======== PROVIDED TEXT ========

Spreading of sewage sludge to land - impacts on human health and environment (CR/2016/23): project summary

This is the project summary of the research project undertaken by the James Hutton Institute on the impacts on human health and environment arising from the spreading of sewage sludge to land (CR/2016/23).


2. Sewage sludge production and controls

There are 32 Scottish Water and 21 public-private partnership (PPP) sewage sludge treatment sites in Scotland. The majority of sludge destined for agricultural use are produced by the PPP sites (~110,000 tonnes dry solids per year).

Regulatory controls for treatment are split between waste water (which must be sufficiently treated to reach standards that allow it to be discharged into surface waters without undue harm), and sewage sludge treatment (which must be sufficiently treated to reach standards that allow them to be used in thermal energy recovery (incineration) or land-based markets – principally agriculture). There is a conflict whereby (for example) approaches that encourage hazards to partition to sludges (thus improving the quality of the treated waste water) can impact negatively on the quality and usability of the sludges.

There are several best practices guidance for the production, transportation, handling, storage and application of sewage sludge. If adopted augment the regulatory controls, especially with regard to the control of odours and other nuisances.

========

COMPLETE THE FOLLOWING:
(a) According to the sewage sludge summary, which activities involving sewage sludge does the best practice guidance cover? List them all.
(b) How many Scottish Water sewage sludge treatment sites are in Scotland, according to the sewage sludge summary?
(c) Reproduce the sewage sludge summary's wording between "This is the" and "to land (CR/2016/23).", inclusive.
None of the material after this point is needed.

======== DATA ========

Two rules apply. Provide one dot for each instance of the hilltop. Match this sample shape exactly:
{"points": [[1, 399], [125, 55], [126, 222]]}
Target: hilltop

========

TASK ANSWERS:
(a) Production, transportation, handling, storage, and application.

(b) There are 32.

(c)
This is the project summary of the research project undertaken by the James Hutton Institute on the impacts on human health and environment arising from the spreading of sewage sludge to land (CR/2016/23).